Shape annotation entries
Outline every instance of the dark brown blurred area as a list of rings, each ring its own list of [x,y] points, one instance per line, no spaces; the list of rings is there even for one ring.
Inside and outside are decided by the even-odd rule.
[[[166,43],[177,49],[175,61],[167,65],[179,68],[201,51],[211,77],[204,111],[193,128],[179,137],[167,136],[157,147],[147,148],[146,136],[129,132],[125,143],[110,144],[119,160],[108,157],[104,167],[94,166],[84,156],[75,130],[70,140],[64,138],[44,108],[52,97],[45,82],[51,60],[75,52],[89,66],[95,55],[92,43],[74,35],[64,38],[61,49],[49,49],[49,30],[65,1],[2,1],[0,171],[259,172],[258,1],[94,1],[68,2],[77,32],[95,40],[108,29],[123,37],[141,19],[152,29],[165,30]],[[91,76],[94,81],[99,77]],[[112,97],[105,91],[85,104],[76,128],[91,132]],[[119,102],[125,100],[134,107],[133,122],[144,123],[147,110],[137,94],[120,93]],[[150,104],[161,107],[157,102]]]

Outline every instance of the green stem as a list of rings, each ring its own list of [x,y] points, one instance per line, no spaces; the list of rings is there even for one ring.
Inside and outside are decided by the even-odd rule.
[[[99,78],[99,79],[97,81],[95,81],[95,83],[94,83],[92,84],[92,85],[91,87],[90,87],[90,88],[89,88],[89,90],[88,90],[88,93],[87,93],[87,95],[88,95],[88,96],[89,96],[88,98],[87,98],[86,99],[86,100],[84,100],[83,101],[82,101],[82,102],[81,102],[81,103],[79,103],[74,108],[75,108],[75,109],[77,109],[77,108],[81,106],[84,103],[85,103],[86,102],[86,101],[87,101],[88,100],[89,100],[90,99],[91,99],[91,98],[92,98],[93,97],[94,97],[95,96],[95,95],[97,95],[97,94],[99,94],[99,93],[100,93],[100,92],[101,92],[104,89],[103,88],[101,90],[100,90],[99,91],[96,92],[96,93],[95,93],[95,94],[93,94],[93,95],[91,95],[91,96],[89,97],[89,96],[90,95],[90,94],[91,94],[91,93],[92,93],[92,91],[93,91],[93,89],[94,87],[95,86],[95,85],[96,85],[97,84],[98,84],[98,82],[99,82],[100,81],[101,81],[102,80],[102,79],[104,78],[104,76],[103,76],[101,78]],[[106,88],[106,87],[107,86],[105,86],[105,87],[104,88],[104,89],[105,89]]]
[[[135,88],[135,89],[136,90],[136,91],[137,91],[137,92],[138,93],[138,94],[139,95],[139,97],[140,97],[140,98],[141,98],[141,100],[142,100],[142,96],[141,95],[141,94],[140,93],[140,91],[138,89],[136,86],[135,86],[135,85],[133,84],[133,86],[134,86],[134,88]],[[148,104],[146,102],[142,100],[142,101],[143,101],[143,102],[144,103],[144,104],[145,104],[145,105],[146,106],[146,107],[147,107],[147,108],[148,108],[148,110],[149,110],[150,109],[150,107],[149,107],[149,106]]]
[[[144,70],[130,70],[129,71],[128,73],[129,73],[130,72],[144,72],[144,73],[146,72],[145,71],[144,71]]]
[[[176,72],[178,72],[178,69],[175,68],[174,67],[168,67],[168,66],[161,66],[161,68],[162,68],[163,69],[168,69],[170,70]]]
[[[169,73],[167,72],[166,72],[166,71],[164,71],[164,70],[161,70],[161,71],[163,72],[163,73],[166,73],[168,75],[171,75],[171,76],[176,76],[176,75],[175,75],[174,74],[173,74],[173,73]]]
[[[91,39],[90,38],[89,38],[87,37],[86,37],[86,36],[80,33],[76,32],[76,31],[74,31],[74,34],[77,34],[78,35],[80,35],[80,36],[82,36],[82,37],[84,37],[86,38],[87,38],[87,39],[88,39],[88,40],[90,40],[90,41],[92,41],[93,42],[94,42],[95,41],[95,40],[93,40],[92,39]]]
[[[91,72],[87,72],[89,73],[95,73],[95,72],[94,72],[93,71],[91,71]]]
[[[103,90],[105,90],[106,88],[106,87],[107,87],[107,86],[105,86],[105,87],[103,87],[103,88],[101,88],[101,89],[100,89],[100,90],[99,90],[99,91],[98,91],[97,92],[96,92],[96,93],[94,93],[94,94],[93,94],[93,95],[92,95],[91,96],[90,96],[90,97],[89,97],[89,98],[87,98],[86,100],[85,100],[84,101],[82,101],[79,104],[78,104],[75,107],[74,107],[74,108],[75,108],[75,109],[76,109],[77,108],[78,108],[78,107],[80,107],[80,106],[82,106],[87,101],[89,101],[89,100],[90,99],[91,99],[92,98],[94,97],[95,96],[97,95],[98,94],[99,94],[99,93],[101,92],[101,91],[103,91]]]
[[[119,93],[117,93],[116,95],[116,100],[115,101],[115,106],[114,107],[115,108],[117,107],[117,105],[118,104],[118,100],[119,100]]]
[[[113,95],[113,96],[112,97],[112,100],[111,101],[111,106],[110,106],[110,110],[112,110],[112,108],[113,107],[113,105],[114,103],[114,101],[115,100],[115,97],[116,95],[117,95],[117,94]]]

■ Exercise objective ■
Please reproduce each line exactly as written.

■ Reply ■
Outline every instance of the dark brown blurred area as a list of rings, each ring its own list of [x,y] points, one instance per line, no spaces; the list of rings is there even for one ring.
Inside and outside are decided by the even-odd rule.
[[[166,43],[177,49],[175,61],[167,65],[179,68],[201,51],[211,77],[204,111],[193,128],[179,137],[167,136],[157,147],[147,148],[146,136],[129,132],[125,143],[110,144],[119,160],[108,157],[104,167],[94,166],[84,156],[75,130],[70,140],[64,138],[44,108],[52,97],[45,82],[51,60],[75,52],[89,66],[95,55],[92,43],[74,35],[64,38],[61,49],[49,49],[49,30],[65,1],[2,1],[0,171],[259,172],[258,1],[94,1],[68,2],[77,32],[95,40],[108,29],[123,37],[141,19],[152,29],[165,30]],[[91,76],[94,81],[99,77]],[[112,97],[105,91],[85,104],[76,128],[91,132]],[[119,102],[125,100],[134,107],[133,122],[144,123],[147,110],[137,94],[120,93]],[[150,104],[161,107],[157,102]]]

Outline every instance of the green stem as a list of rings, each ring its own list of [x,y] points, one instance per line, no spaces; the list of rings is there even for one ring.
Inside and outside are decided by the even-odd rule.
[[[99,78],[99,79],[97,81],[95,81],[95,83],[94,83],[92,84],[92,85],[91,87],[90,87],[90,88],[89,88],[89,90],[88,90],[88,93],[87,93],[87,95],[88,95],[88,96],[89,96],[88,98],[87,98],[86,99],[86,100],[84,100],[83,101],[82,101],[82,102],[81,102],[81,103],[79,103],[74,108],[75,108],[75,109],[77,109],[77,108],[81,106],[84,103],[85,103],[86,102],[86,101],[87,101],[88,100],[89,100],[90,99],[91,99],[91,98],[92,98],[93,97],[94,97],[95,96],[95,95],[97,95],[97,94],[99,94],[99,93],[100,93],[100,92],[101,92],[104,89],[103,88],[101,90],[100,90],[99,91],[96,92],[96,93],[95,93],[95,94],[93,94],[93,95],[91,95],[91,96],[89,97],[89,96],[90,95],[90,94],[91,94],[91,93],[92,93],[92,91],[93,91],[93,89],[94,87],[95,86],[95,85],[96,85],[97,84],[98,84],[98,82],[99,82],[100,81],[101,81],[102,80],[102,79],[104,78],[104,76],[103,76],[101,78]],[[106,88],[106,87],[107,86],[105,86],[105,87],[104,88],[104,89],[105,89]]]
[[[135,88],[135,89],[136,90],[136,91],[137,91],[137,92],[138,93],[138,94],[139,95],[139,97],[140,97],[140,98],[141,98],[141,100],[142,100],[142,96],[141,95],[141,94],[140,93],[140,91],[138,89],[136,86],[135,86],[135,85],[133,84],[133,86],[134,86],[134,88]],[[148,104],[146,102],[142,100],[142,101],[143,101],[143,102],[144,103],[144,104],[145,104],[145,105],[146,106],[146,107],[147,107],[147,108],[148,108],[148,110],[149,110],[150,109],[150,107],[149,107],[149,106]]]
[[[144,70],[130,70],[129,71],[128,73],[129,73],[130,72],[144,72],[144,73],[146,72],[145,71],[144,71]]]
[[[176,72],[178,72],[178,69],[175,68],[174,67],[168,67],[168,66],[161,66],[161,68],[162,68],[163,69],[168,69],[170,70]]]
[[[169,73],[167,72],[166,72],[166,71],[164,71],[164,70],[161,70],[161,71],[163,72],[163,73],[166,73],[168,75],[171,75],[171,76],[176,76],[176,75],[175,75],[174,74],[173,74],[173,73]]]
[[[91,39],[90,38],[89,38],[87,37],[86,37],[86,36],[80,33],[76,32],[76,31],[74,31],[74,34],[77,34],[78,35],[80,35],[80,36],[82,36],[82,37],[84,37],[86,38],[87,38],[87,39],[88,39],[88,40],[90,40],[90,41],[92,41],[93,42],[94,42],[95,41],[95,40],[93,40],[92,39]]]
[[[91,72],[87,72],[89,73],[95,73],[95,72],[94,72],[93,71],[91,71]]]
[[[103,90],[105,90],[106,88],[106,87],[107,87],[107,86],[105,86],[105,87],[103,87],[103,88],[101,88],[101,89],[100,89],[100,90],[99,90],[99,91],[98,91],[97,92],[96,92],[96,93],[94,93],[94,94],[93,94],[93,95],[92,95],[91,96],[90,96],[90,97],[89,97],[89,98],[87,98],[86,100],[85,100],[84,101],[82,101],[79,104],[78,104],[75,107],[74,107],[74,108],[75,108],[75,109],[76,109],[77,108],[78,108],[78,107],[80,107],[80,106],[82,106],[87,101],[89,101],[89,100],[90,99],[91,99],[92,98],[94,97],[95,96],[97,95],[98,94],[99,94],[99,93],[101,92],[101,91],[103,91]]]
[[[119,93],[117,93],[116,95],[116,100],[115,101],[115,106],[114,107],[115,108],[117,107],[117,105],[118,104],[118,100],[119,100]]]
[[[113,95],[113,96],[112,97],[112,100],[111,101],[111,106],[110,106],[110,110],[112,110],[112,108],[113,107],[113,105],[114,103],[114,101],[115,100],[115,97],[116,95],[117,95],[117,94]]]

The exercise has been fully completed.